TASK REQUIREMENTS: Take the line containing "hair, then give the position of each instance." and all lines after it to the end of the records, and output them exactly.

***

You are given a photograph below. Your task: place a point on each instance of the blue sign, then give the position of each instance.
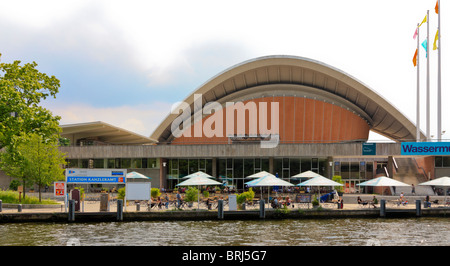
(425, 148)
(369, 149)
(95, 179)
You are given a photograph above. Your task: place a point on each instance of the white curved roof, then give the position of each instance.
(300, 77)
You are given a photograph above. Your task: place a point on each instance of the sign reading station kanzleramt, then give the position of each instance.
(60, 189)
(95, 176)
(425, 148)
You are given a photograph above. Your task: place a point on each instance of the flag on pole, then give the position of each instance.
(435, 40)
(424, 20)
(424, 45)
(415, 58)
(415, 33)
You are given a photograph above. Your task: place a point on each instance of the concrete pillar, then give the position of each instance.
(119, 210)
(418, 208)
(71, 210)
(383, 208)
(163, 166)
(271, 167)
(220, 209)
(262, 209)
(214, 166)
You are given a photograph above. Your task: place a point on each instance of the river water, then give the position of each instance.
(323, 232)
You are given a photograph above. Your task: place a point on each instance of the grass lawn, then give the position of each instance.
(12, 197)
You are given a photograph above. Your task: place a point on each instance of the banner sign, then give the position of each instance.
(60, 189)
(369, 149)
(96, 176)
(425, 148)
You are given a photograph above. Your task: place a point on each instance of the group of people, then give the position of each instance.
(277, 202)
(373, 202)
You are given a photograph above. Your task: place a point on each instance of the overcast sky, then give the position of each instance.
(127, 62)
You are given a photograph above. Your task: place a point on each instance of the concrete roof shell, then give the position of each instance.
(103, 131)
(302, 77)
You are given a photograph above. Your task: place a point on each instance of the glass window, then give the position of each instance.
(369, 170)
(345, 170)
(136, 163)
(193, 166)
(249, 167)
(208, 166)
(99, 163)
(294, 166)
(222, 168)
(144, 162)
(153, 163)
(438, 161)
(446, 161)
(238, 168)
(72, 163)
(110, 163)
(305, 164)
(183, 167)
(257, 163)
(265, 165)
(126, 162)
(285, 163)
(278, 167)
(354, 170)
(118, 163)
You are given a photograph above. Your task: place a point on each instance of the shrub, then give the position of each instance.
(155, 192)
(121, 193)
(191, 194)
(14, 185)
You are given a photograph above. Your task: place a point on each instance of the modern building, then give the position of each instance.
(282, 114)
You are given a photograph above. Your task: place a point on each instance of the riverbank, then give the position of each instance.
(89, 212)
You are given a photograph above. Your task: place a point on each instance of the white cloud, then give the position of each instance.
(142, 119)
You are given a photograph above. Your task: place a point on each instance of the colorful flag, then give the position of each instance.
(435, 40)
(415, 58)
(424, 20)
(424, 45)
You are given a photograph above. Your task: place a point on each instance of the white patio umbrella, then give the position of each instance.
(306, 174)
(268, 180)
(258, 175)
(199, 173)
(438, 182)
(320, 181)
(135, 175)
(199, 181)
(383, 181)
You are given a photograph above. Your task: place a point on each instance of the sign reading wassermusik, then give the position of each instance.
(96, 176)
(425, 148)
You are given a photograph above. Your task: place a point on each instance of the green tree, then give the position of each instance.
(42, 160)
(22, 88)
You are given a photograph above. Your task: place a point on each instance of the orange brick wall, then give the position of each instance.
(301, 120)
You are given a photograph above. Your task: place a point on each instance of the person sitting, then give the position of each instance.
(427, 203)
(374, 202)
(288, 202)
(360, 201)
(402, 200)
(275, 203)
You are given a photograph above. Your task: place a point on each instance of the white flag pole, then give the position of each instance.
(428, 75)
(418, 88)
(439, 133)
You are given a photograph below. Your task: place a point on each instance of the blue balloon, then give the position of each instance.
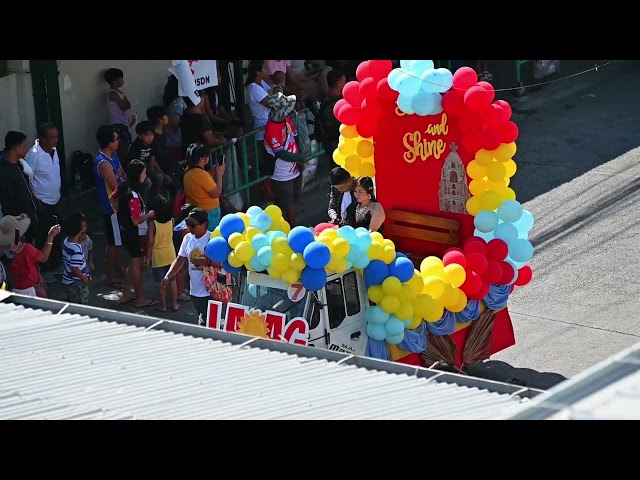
(376, 272)
(262, 221)
(486, 221)
(313, 279)
(265, 255)
(402, 268)
(258, 241)
(229, 268)
(521, 250)
(229, 224)
(316, 255)
(506, 232)
(510, 211)
(217, 249)
(299, 238)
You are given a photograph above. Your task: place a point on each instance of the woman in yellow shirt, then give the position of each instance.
(203, 186)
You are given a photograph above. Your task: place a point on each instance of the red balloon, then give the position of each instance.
(493, 274)
(476, 99)
(509, 132)
(379, 69)
(363, 71)
(385, 92)
(489, 89)
(464, 78)
(469, 122)
(494, 116)
(348, 114)
(525, 274)
(497, 250)
(453, 103)
(351, 93)
(477, 262)
(490, 138)
(505, 106)
(475, 244)
(508, 272)
(454, 256)
(471, 284)
(368, 88)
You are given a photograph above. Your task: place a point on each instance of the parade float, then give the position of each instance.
(438, 145)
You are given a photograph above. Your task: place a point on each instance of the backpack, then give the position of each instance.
(82, 169)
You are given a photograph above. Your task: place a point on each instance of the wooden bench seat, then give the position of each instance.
(401, 224)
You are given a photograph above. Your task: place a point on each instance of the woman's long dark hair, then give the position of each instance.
(252, 71)
(367, 184)
(170, 90)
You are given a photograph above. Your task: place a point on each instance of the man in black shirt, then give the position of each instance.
(15, 193)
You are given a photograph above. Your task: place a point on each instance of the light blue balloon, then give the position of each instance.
(394, 326)
(521, 250)
(486, 221)
(253, 211)
(487, 237)
(258, 241)
(510, 211)
(404, 104)
(395, 339)
(506, 232)
(265, 255)
(376, 332)
(419, 67)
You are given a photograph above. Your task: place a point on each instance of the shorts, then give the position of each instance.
(123, 133)
(288, 192)
(78, 292)
(160, 272)
(112, 230)
(132, 243)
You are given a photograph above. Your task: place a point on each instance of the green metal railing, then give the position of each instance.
(250, 155)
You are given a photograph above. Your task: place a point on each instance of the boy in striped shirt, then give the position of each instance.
(76, 276)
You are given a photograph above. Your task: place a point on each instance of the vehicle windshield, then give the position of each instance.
(271, 298)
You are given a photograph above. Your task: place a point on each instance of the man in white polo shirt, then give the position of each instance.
(45, 185)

***

RESULT:
You are given a photograph above. Your task: place a point on each instance of the woman's long dark hair, then give the position of each instance.
(252, 71)
(367, 184)
(170, 90)
You are given a photograph above. Your task: place a point on each instance of the man in black shirt, then give the position of each instance.
(15, 193)
You are given a photograph above. Your task: place a point on each instance of the light blue balloon, then give the position of each instance.
(394, 326)
(521, 250)
(486, 221)
(253, 211)
(487, 237)
(258, 241)
(510, 211)
(404, 104)
(395, 339)
(506, 232)
(265, 255)
(376, 332)
(419, 67)
You are given a photograph above. Your task: place a point on each instance of the shorts, then give the position of each instance.
(123, 133)
(288, 192)
(78, 292)
(160, 272)
(112, 230)
(132, 243)
You are given a photograph above. Your task: place a point on each instance of the green metal railing, then give the position of each instance.
(250, 155)
You are given a photograph above. Your task: place a point on each instance of the boy in striped shirt, then give the position of each instance.
(76, 276)
You are given a photograph above. Your task: place a point on each instance of the vehicle windshield, then give the position of each instance.
(271, 298)
You are given a photograph above. Your task: place a point on each instance of the man in white polo shirt, then give the position of each instance.
(45, 185)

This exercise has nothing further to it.